## REQUIREMENTS
Starting at the line that contains "task | put a marker on each instance of the utility" and ending at the end of the data, write out only those lines, substituting "iron rail" for "steel rail" and leaving everything else unchanged.

## DATA FOR PROCESSING
____________________

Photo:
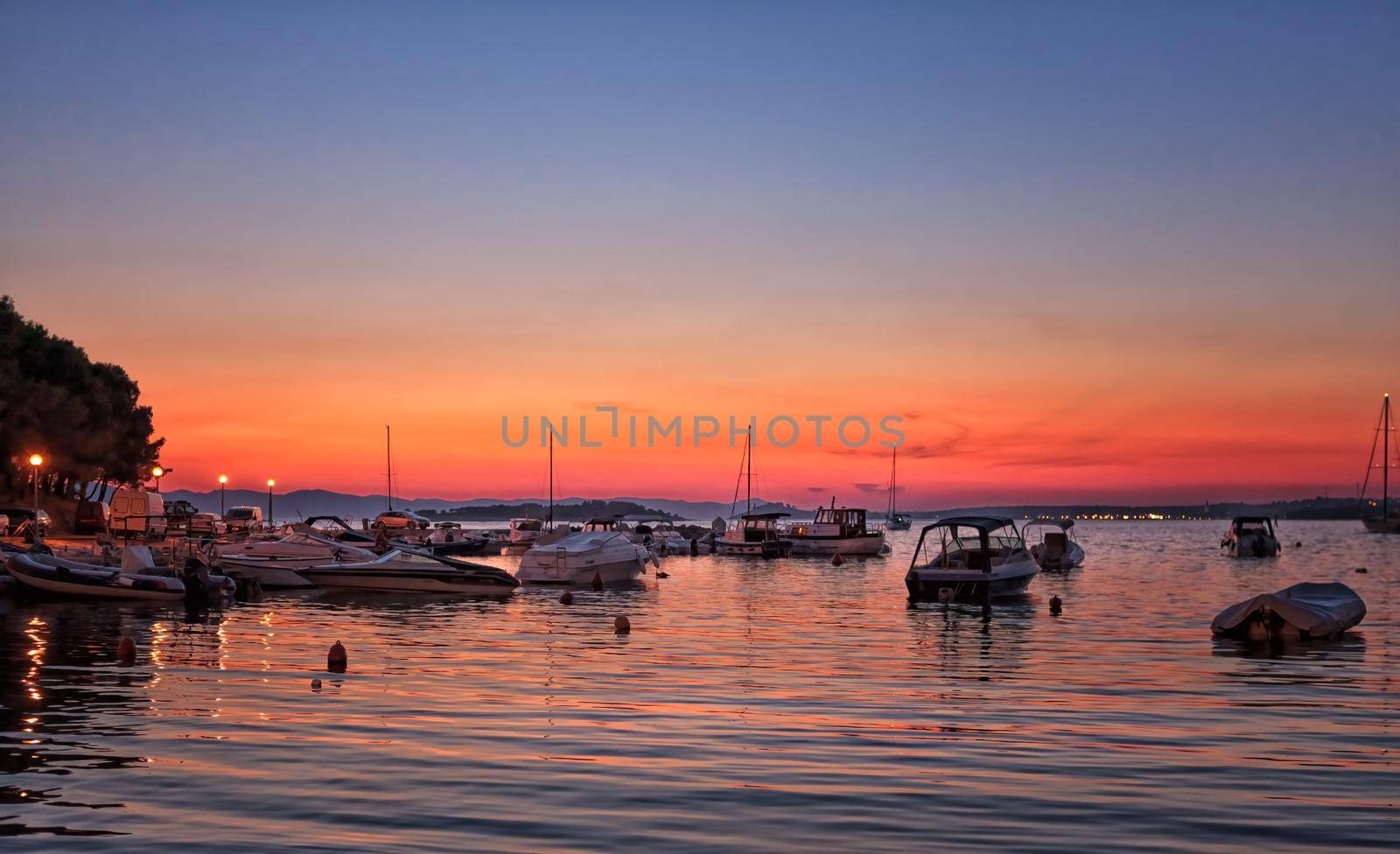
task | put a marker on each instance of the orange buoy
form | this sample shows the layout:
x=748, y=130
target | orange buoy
x=126, y=651
x=336, y=660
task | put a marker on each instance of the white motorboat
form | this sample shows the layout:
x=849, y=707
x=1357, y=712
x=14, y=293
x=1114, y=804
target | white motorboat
x=970, y=559
x=412, y=573
x=895, y=520
x=836, y=531
x=277, y=564
x=72, y=578
x=597, y=555
x=1052, y=543
x=1250, y=536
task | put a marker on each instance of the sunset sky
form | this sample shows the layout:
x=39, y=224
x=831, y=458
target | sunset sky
x=1085, y=251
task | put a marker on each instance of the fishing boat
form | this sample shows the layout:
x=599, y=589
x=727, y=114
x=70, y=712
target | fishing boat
x=1301, y=612
x=752, y=534
x=895, y=520
x=973, y=559
x=836, y=531
x=276, y=564
x=74, y=578
x=1250, y=536
x=598, y=553
x=1386, y=522
x=1052, y=543
x=412, y=573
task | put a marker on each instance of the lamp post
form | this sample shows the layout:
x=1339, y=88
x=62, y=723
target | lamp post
x=35, y=459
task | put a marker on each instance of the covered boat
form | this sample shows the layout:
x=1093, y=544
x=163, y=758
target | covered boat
x=412, y=573
x=1054, y=545
x=74, y=578
x=1250, y=536
x=1301, y=612
x=580, y=557
x=970, y=559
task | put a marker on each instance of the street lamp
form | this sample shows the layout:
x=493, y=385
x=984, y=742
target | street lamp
x=35, y=459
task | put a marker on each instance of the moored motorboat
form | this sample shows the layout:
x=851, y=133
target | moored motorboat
x=598, y=553
x=1250, y=536
x=1054, y=543
x=836, y=531
x=970, y=559
x=412, y=573
x=74, y=578
x=1299, y=612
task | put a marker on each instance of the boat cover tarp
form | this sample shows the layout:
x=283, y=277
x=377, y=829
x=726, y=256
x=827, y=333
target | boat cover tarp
x=1318, y=609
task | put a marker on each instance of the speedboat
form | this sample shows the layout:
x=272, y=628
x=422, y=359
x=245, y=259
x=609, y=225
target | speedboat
x=72, y=578
x=599, y=553
x=1054, y=545
x=279, y=564
x=836, y=531
x=753, y=536
x=412, y=573
x=970, y=559
x=1250, y=536
x=1301, y=612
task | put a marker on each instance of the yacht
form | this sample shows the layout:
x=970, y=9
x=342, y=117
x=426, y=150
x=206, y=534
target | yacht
x=1250, y=536
x=412, y=573
x=1386, y=522
x=970, y=559
x=895, y=520
x=1052, y=543
x=277, y=564
x=836, y=531
x=598, y=553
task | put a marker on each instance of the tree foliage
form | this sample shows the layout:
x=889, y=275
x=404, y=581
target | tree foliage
x=84, y=417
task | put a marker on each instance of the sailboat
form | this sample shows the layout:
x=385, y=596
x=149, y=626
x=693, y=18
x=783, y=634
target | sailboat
x=1386, y=522
x=755, y=534
x=895, y=520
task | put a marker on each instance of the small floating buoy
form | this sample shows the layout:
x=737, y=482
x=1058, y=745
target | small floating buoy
x=336, y=658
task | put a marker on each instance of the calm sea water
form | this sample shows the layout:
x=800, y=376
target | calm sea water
x=779, y=706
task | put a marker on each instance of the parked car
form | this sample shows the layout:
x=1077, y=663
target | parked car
x=401, y=518
x=18, y=515
x=244, y=518
x=137, y=511
x=93, y=517
x=178, y=513
x=207, y=522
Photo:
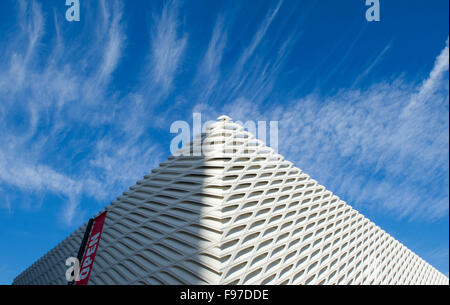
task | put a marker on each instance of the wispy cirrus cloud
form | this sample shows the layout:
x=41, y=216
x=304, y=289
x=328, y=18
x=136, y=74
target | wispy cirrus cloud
x=167, y=47
x=385, y=147
x=60, y=104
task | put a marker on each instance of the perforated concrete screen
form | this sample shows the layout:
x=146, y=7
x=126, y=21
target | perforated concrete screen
x=237, y=214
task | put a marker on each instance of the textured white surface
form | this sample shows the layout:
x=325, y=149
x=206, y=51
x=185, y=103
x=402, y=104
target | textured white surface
x=239, y=214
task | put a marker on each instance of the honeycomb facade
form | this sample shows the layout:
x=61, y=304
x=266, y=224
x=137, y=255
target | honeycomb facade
x=236, y=214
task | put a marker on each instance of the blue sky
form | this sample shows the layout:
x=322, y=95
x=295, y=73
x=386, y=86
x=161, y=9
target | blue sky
x=86, y=107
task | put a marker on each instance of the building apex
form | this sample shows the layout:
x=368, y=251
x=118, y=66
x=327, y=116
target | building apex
x=224, y=118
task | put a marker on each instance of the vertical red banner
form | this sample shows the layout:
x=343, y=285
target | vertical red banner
x=91, y=249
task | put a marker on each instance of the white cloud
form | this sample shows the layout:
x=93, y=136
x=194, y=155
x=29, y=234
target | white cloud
x=385, y=147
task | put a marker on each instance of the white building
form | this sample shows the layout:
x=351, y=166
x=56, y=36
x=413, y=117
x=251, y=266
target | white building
x=239, y=214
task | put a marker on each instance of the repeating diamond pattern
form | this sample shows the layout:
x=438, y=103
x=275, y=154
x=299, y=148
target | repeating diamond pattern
x=236, y=214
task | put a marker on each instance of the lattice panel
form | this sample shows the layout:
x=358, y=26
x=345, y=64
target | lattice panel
x=238, y=214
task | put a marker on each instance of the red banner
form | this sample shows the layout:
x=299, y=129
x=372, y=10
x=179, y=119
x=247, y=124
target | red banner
x=91, y=249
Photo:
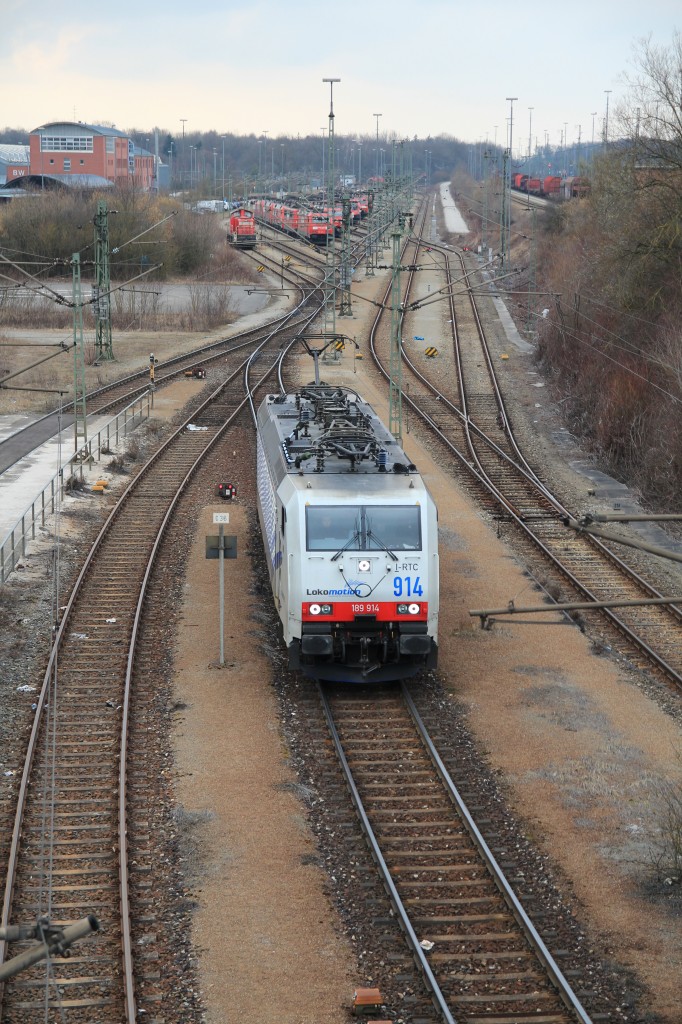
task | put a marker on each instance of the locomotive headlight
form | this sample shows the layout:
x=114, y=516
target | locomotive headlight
x=409, y=609
x=321, y=609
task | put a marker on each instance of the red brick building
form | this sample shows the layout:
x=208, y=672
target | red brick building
x=65, y=148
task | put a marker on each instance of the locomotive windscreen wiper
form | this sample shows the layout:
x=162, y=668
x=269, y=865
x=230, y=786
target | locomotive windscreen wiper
x=347, y=545
x=371, y=536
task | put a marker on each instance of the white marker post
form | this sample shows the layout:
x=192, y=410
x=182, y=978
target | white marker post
x=220, y=518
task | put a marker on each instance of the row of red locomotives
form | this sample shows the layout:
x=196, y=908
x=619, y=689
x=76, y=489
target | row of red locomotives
x=242, y=227
x=552, y=186
x=309, y=224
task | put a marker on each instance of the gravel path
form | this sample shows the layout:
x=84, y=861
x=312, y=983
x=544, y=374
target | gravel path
x=579, y=741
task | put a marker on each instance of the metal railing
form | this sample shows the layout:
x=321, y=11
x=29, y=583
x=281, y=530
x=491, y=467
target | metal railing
x=13, y=545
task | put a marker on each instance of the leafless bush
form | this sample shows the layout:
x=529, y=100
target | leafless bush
x=666, y=851
x=133, y=450
x=136, y=308
x=117, y=465
x=155, y=427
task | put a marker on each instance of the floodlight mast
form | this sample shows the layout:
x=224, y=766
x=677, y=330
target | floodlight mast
x=330, y=268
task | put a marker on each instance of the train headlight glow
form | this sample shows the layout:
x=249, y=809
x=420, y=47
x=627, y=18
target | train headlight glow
x=409, y=609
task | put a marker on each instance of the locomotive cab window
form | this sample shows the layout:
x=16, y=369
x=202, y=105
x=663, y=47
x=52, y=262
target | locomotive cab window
x=363, y=527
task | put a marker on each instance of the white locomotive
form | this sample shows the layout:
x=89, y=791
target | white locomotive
x=351, y=539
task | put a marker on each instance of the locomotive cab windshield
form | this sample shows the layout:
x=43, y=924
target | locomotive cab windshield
x=364, y=527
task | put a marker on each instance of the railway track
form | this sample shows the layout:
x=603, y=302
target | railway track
x=472, y=421
x=479, y=955
x=82, y=840
x=123, y=390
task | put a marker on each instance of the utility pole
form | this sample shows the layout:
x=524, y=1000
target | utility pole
x=608, y=92
x=330, y=268
x=533, y=271
x=182, y=163
x=370, y=241
x=80, y=415
x=377, y=116
x=101, y=289
x=505, y=202
x=486, y=159
x=506, y=190
x=395, y=358
x=346, y=305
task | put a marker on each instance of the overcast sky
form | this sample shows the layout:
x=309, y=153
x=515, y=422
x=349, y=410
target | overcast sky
x=254, y=66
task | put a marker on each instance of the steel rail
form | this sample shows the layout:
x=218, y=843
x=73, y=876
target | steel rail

____________________

## ANSWER
task | put a marker on each instance of the utility pole
form | this sample shows the layout:
x=524, y=1000
target | utility pole
x=608, y=92
x=330, y=268
x=533, y=271
x=182, y=163
x=370, y=241
x=80, y=415
x=377, y=116
x=101, y=289
x=505, y=202
x=486, y=159
x=506, y=190
x=395, y=358
x=346, y=305
task | put a marker on each instance of the overcast sky
form | this sample shows the layout:
x=309, y=153
x=515, y=422
x=349, y=410
target | overcast sky
x=254, y=66
task | put a marker on each instance of the iron rail
form | this sample shows the layout:
x=218, y=843
x=73, y=876
target | iron rail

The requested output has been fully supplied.